## Requirements
1. Name the four topics that the article on financial education in schools says are missing from the curriculum.
2. According to the financial education article, which company ran the study?
3. Extend the article on financial education in schools past its last sentence.

## Passage provided
Is financial education in schools working?

Recent research has found that millions of us don’t feel that we have ever used any of the life skills we learned at school – especially when it comes to financial information

Nearly 25 million Brits wish they had been taught more about budgeting at school. Learning about pensions, interest rates, tax rates, and savings are important factors missing from the curriculum.

The report also found that over 12.5 million have never used any of the life skills they learned at school in adult life. Additionally, it discovered English is considered the most important subject to learn at school, with 86.3% agreeing to this compared to 82.8% in favour of maths and 48% for IT.

The study was conducted by 118 118 Money and asked the British public about the amount of financial education they received at school.

Only 14.8% were taught about budgeting and nearly 47.7% wish they had been taught more about pensions, interest rates, tax rates and savings. The stats improve slightly with millennials, but 60% of 18-24-year olds still claim to be ignorant in the face of personal finance; knowledge about interest rates is worryingly low, with a mere 12.5% learning about it.

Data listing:
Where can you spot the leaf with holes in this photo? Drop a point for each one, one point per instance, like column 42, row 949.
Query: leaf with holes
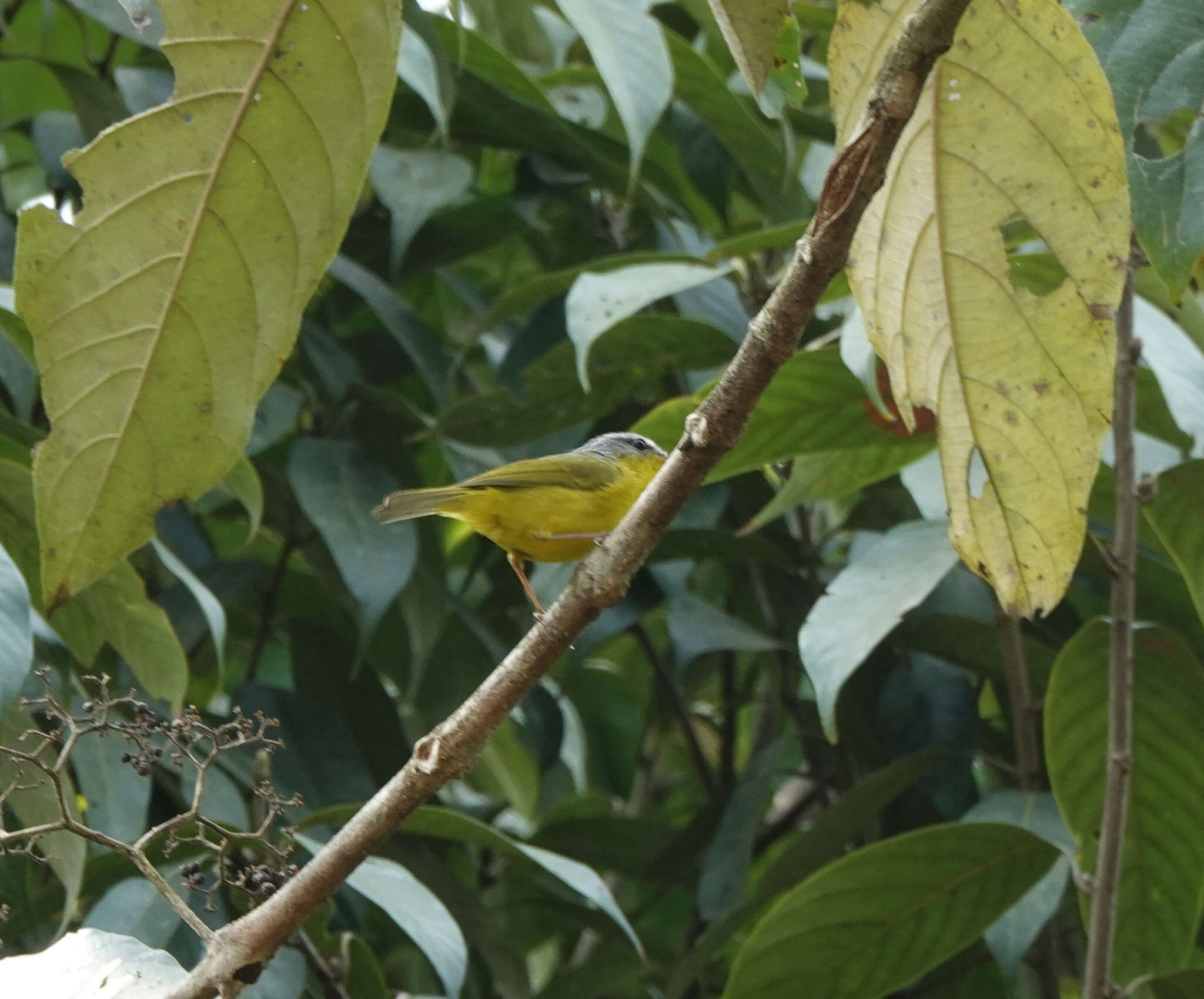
column 1162, row 861
column 163, row 314
column 1015, row 127
column 879, row 918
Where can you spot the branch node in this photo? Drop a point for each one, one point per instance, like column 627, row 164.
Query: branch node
column 698, row 430
column 427, row 754
column 1148, row 490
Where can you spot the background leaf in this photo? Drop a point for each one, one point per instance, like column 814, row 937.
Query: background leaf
column 339, row 487
column 890, row 577
column 629, row 50
column 1162, row 861
column 877, row 920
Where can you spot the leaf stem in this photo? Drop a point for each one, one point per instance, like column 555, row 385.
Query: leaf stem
column 1102, row 933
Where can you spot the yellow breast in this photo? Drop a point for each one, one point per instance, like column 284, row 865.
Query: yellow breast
column 527, row 520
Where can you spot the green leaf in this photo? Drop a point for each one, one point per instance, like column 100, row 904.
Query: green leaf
column 135, row 908
column 16, row 631
column 825, row 839
column 1176, row 363
column 635, row 354
column 788, row 69
column 416, row 909
column 628, row 46
column 836, row 475
column 879, row 918
column 1178, row 519
column 413, row 185
column 211, row 607
column 153, row 360
column 1179, row 985
column 1150, row 51
column 138, row 19
column 813, row 405
column 1162, row 860
column 750, row 29
column 731, row 118
column 34, row 802
column 242, row 483
column 339, row 485
column 698, row 628
column 419, row 70
column 866, row 601
column 116, row 797
column 726, row 864
column 548, row 284
column 444, row 823
column 1011, row 937
column 116, row 607
column 598, row 303
column 418, row 340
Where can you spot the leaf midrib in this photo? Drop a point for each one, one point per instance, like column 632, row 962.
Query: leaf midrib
column 236, row 119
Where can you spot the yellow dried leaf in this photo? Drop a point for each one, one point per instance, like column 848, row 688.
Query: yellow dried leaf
column 1016, row 120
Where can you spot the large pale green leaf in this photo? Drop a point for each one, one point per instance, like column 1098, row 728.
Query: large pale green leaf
column 416, row 909
column 1178, row 519
column 163, row 314
column 1154, row 55
column 879, row 918
column 628, row 46
column 1162, row 862
column 750, row 29
column 1016, row 119
column 113, row 609
column 866, row 601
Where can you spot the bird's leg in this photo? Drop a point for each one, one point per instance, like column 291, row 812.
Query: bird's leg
column 516, row 561
column 597, row 536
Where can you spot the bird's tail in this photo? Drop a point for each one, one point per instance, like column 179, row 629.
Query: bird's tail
column 409, row 504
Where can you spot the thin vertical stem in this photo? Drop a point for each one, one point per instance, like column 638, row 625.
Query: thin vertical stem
column 1020, row 696
column 1106, row 884
column 678, row 707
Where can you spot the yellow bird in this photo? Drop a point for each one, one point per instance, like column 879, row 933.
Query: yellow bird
column 544, row 509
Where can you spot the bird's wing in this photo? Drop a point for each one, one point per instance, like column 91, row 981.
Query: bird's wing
column 567, row 471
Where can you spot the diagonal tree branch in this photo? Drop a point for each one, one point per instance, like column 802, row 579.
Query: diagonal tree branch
column 239, row 950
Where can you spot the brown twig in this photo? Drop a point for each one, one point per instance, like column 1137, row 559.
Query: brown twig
column 240, row 949
column 1020, row 696
column 678, row 707
column 1122, row 566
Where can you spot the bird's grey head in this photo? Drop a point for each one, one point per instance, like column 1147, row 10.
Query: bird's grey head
column 623, row 443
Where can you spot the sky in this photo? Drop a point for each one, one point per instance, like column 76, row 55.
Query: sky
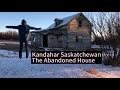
column 35, row 19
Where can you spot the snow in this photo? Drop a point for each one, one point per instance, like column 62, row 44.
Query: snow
column 13, row 67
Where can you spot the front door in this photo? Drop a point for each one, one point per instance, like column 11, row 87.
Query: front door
column 45, row 40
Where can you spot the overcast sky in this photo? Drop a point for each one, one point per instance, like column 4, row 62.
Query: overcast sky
column 36, row 19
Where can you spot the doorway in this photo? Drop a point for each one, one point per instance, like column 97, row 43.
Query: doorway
column 45, row 40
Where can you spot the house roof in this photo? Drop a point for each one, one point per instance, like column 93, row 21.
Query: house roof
column 65, row 21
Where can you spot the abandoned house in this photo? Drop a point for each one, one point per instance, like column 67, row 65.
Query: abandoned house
column 72, row 32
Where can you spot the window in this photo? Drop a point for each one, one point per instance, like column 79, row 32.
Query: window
column 76, row 38
column 80, row 24
column 34, row 39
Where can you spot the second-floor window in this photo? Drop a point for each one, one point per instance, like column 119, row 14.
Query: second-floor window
column 80, row 23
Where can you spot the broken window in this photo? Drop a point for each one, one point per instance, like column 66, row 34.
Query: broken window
column 34, row 39
column 76, row 38
column 80, row 23
column 79, row 39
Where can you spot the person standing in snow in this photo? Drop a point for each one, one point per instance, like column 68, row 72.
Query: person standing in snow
column 23, row 32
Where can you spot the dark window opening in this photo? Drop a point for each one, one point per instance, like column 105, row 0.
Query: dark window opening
column 76, row 39
column 45, row 41
column 80, row 24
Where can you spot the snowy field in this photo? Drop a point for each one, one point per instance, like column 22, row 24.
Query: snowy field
column 13, row 67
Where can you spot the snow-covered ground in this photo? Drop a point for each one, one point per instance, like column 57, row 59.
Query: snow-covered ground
column 13, row 67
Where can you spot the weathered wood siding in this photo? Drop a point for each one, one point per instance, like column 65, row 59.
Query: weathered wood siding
column 83, row 32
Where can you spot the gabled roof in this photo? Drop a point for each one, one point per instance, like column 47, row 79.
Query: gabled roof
column 65, row 20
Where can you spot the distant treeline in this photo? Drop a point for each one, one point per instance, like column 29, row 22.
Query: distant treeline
column 9, row 35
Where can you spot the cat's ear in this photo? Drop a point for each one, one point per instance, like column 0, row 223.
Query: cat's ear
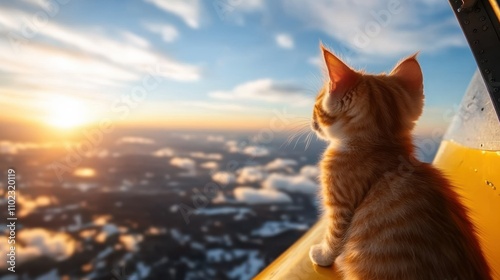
column 409, row 72
column 342, row 77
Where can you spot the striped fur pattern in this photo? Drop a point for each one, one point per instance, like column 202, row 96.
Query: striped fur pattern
column 390, row 216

## Written responses
1. Pensions, interest rates, tax rates, and savings.

2. 118 118 Money.

3.
Even since the introduction of financial education to the secondary school curriculum in England, in September 2014, two-thirds of teachers still say it is somewhat, or very, ineffective. This information comes from a report, published in 2016 by The Money Charity, which also found that three-quarters of teachers have seen little or no change since financial education was added to the curriculum.

With a lack of knowledge on financial subjects when leaving school, people are most likely to turn to internet search engines for financial advice, with more than half of us (53.5%) picking this as our favourite method.

However, in stark contrast, nearly seven per cent of 18-24 year olds would be prepared to place their trust in the world of social media. For the over 65s, a financial advisor/expert is the chosen method, with a quarter opting for this (25.6%) compared to an average of 6.3% of other age groups.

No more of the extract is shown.